=== WORK TO COMPLETE ===
Give back the line containing "Would you please locate the green" along with every line after it, exactly, until the entries end.

=== RECORDS SUPPLIED ===
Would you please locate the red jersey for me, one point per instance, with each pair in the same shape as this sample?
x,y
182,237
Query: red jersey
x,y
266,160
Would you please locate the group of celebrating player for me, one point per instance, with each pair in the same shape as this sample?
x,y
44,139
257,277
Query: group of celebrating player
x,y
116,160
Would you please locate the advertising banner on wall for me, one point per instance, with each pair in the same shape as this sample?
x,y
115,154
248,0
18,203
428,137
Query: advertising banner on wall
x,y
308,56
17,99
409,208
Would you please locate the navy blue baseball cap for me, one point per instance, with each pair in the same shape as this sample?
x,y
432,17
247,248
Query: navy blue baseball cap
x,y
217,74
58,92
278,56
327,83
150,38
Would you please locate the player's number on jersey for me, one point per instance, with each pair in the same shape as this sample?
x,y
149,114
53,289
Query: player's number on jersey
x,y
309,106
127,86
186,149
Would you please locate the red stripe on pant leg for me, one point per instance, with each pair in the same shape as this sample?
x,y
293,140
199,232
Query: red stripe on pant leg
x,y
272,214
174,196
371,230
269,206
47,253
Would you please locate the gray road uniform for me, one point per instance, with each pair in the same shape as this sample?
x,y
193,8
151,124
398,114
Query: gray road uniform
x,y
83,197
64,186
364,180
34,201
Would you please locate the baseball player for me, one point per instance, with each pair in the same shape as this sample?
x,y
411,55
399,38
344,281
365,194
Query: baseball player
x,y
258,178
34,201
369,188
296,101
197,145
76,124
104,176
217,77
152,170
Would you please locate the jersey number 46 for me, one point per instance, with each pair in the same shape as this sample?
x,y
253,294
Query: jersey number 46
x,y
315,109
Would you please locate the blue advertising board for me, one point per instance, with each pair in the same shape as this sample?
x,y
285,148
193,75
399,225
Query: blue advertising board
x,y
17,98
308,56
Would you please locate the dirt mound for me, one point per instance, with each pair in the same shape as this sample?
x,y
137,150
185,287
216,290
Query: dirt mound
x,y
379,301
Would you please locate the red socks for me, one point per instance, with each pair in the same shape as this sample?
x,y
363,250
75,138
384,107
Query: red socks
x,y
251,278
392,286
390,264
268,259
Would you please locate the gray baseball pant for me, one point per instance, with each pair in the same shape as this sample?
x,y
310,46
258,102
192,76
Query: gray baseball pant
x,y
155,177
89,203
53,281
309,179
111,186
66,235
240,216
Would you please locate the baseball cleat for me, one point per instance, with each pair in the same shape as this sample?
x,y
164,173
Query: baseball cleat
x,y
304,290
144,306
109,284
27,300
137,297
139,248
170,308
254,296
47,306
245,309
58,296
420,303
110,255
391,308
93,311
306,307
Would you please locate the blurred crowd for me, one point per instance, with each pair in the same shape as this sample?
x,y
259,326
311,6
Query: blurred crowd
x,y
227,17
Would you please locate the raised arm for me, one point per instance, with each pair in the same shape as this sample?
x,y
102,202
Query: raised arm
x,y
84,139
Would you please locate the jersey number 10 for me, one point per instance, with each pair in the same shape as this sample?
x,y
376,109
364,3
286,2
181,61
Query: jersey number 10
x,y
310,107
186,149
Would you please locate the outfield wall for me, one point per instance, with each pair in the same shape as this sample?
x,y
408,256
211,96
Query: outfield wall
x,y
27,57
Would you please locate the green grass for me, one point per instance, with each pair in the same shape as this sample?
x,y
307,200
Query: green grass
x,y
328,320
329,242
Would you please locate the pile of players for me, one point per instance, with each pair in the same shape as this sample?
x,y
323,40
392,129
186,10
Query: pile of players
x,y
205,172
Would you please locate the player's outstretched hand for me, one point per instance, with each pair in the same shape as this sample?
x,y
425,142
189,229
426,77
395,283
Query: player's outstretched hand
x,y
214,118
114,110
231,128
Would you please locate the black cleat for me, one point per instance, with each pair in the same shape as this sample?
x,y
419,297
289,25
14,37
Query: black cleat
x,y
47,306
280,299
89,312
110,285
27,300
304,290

=== REPLY TO THE EXERCISE ===
Would you please locate the green grass for me, one point per instance, with each pair in the same shape as this sample?
x,y
307,200
Query: green grass
x,y
328,320
329,242
Would you please locate the pile of players for me, one point per instance, with each pair in the same shape as this sample?
x,y
323,40
392,129
186,10
Query: pile of players
x,y
205,172
Would you please locate the player's outstretched hand for me, one point per instance, with each pair in the same shape as this sample?
x,y
425,142
189,229
426,77
395,283
Query: player's outstretched hand
x,y
214,118
114,110
231,128
Would you please locate the black cleat for me, one point per instance, with each pair in the same shape as this sample?
x,y
419,297
289,25
14,37
Query: black cleat
x,y
47,306
280,299
89,312
110,285
27,300
304,290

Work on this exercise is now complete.